◆ **Written exercise 1**: Repeat the passage of the dialogue about the sun and the planets from "SALV. This is reasoned" up to and including "as we proceed.".
◆ **Written exercise 2**: Decide whether each statement below agrees with the dialogue about the sun and the planets, answering yes or no and quoting the words of the dialogue that settle it. (a) Venus is six times as distant from the earth at its farthest as at its closest. (b) The three outer planets are closest to the earth when they are in conjunction with the sun. (c) The moon can separate from the earth.
◆ **Written exercise 3**: Resume the dialogue about the sun and the planets, picking up after its final sentence.

— begin Extract to read —

SIMP. How do you deduce that it is not the earth, but the sun, which is
at the center of the revolutions of the planets?
SALV. This is deduced from most obvious and therefore most powerfully
convincing observations. The most palpable of these, which excludes the
earth from the center and places the sun here, is that we find all the
planets closer to the earth at one time and farther from it at another.
The differences are so great that Venus, for example, is six times as
distant from us at its farthest as at its closest, and Mars soars nearly
eight times as high in the one state as in the other. You may thus see
whether Aristotle was not some trifle deceived in believing that they
were always equally distant from us.
SIMP. But what are the signs that they move around the sun?
SALV. This is reasoned out from finding the three outer planets--Mars,
Jupiter, and Saturn--always quite close to the earth when they are in
opposition to the sun, and very distant when they are in conjunction
with it. This approach and recession is of such moment that Mars when
close looks sixty times as large as when it is most distant. Next, it is
certain that Venus and Mercury must revolve around the sun, because of
their never moving far away from it, and because of their being seen now
beyond it and now on this side of it, as Venus's changes of shape
conclusively prove. As to the moon, it
is true that this can never separate from the earth in any way, for
reasons that will be set forth more specifically as we proceed.
SAGR. I have hopes of hearing still more
remarkable things arising from this annual motion of the earth than were
those which depended upon its diurnal rotation.

— end Extract to read —
— begin Dataset extract —

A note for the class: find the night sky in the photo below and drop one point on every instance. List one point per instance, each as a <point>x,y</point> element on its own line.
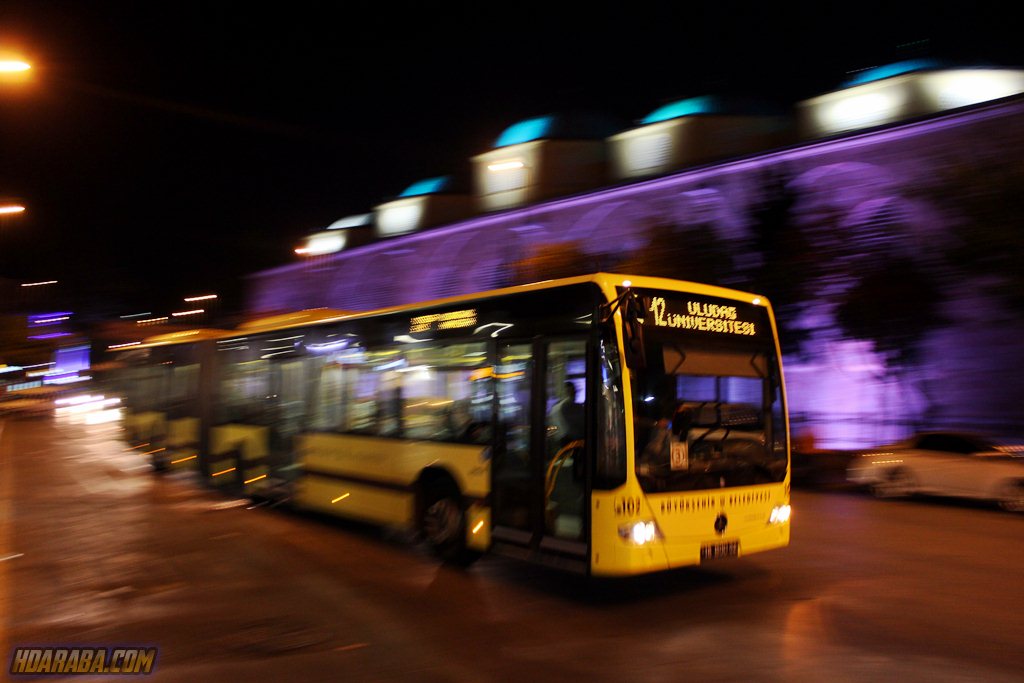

— end Dataset extract —

◆ **Exercise response 1**:
SALV. This is reasoned out from finding the three outer planets--Mars,
Jupiter, and Saturn--always quite close to the earth when they are in
opposition to the sun, and very distant when they are in conjunction
with it. This approach and recession is of such moment that Mars when
close looks sixty times as large as when it is most distant. Next, it is
certain that Venus and Mercury must revolve around the sun, because of
their never moving far away from it, and because of their being seen now
beyond it and now on this side of it, as Venus's changes of shape
conclusively prove. As to the moon, it
is true that this can never separate from the earth in any way, for
reasons that will be set forth more specifically as we proceed.

◆ **Exercise response 2**:
(a) Yes: "Venus, for example, is six times as distant from us at its farthest as at its closest"
(b) No: "always quite close to the earth when they are in opposition to the sun, and very distant when they are in conjunction with it"
(c) No: "this can never separate from the earth in any way"

◆ **Exercise response 3**:
SALV. You will not be disappointed, for as to the action of the diurnal
motion upon celestial bodies, it was not and could not be anything
different from what would appear if the universe were to rush speedily
in the opposite direction. But this annual motion, mixing with the
individual motions of all the planets, produces a great many oddities
which in the past have baffled all the greatest men in the world.
Now returning to these first general conceptions, I repeat that the
center of the celestial rotation for the five planets, Saturn, Jupiter,
Mars, Venus, and Mercury, is the sun; this will hold for the earth too,
if we are successful in placing that in the heavens. Then as to the
moon, it has a circular motion around the earth, from which as I have
already said it cannot be separated; but this does not keep it from
going around the sun along with the earth in its annual movement.
SIMP. I am not yet convinced of this arrangement at all. Perhaps I should
understand it better from the drawing of a diagram, which might make it
easier to discuss.
SALV. That shall be done. But for your greater satisfaction and your
astonishment, too, I want you to draw it yourself You will see that
however firmly you may believe yourself not to understand it, you do so
perfectly, and just by answering my questions you will describe it
exactly. So take a sheet of paper and the compasses; let this page be
the enormous expanse of the universe, in which you have to distribute
and arrange its parts as reason shall direct you. And first, since you
are sure without my telling you that the earth is located in this
universe, mark some point at your pleasure where you intend this to be
located, and designate it by means of some letter.
SIMP. Let this be the place of the terrestrial globe, marked A.
SALV. Very well. I know in the second place that you are aware that this
earth is not inside the body of the sun, nor even contiguous to it, but
is distant from it by a certain space. Therefore assign to the sun some
other place of your choosing, as far from the earth as you like, and
designate that also.
SIMP. Here I have done it; let this be the sun's position, marked 0.
SALV. These two established, I want you to think about placing Venus in
such a way that its position and movement can conform to what sensible
experience shows us about it. Hence you must call to mind, either from
past discussions or from your own observations, what you know happens
with this star. Then assign it whatever place seems suitable for it to
you.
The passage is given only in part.